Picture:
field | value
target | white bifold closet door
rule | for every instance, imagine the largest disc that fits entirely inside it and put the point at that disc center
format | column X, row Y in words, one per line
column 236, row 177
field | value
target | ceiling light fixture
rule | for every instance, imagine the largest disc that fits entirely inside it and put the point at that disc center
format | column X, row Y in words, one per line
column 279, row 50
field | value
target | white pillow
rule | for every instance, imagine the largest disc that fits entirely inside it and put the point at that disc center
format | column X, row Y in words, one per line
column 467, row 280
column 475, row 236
#####
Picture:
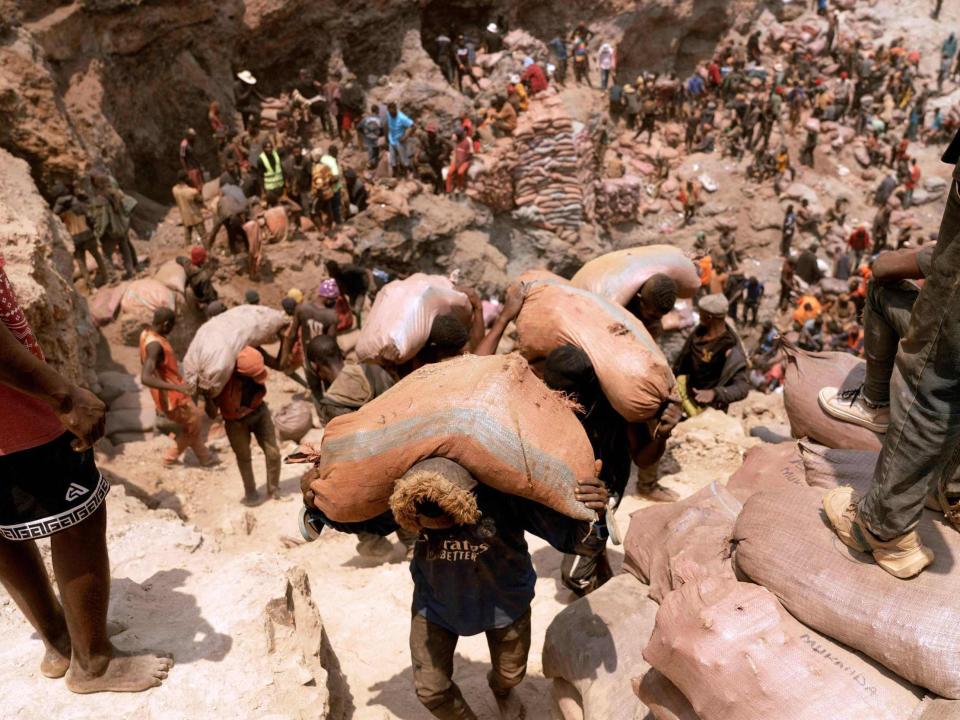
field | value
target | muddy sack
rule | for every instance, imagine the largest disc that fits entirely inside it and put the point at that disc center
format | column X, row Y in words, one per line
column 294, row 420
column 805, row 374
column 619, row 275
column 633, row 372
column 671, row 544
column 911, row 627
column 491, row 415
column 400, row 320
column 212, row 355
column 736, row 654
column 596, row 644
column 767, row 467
#####
__WHAT IS EXPECTED__. In the material above, how many lines hold the string "white"? Give the number and nothing else.

__OUTPUT OF THE EXERCISE__. 2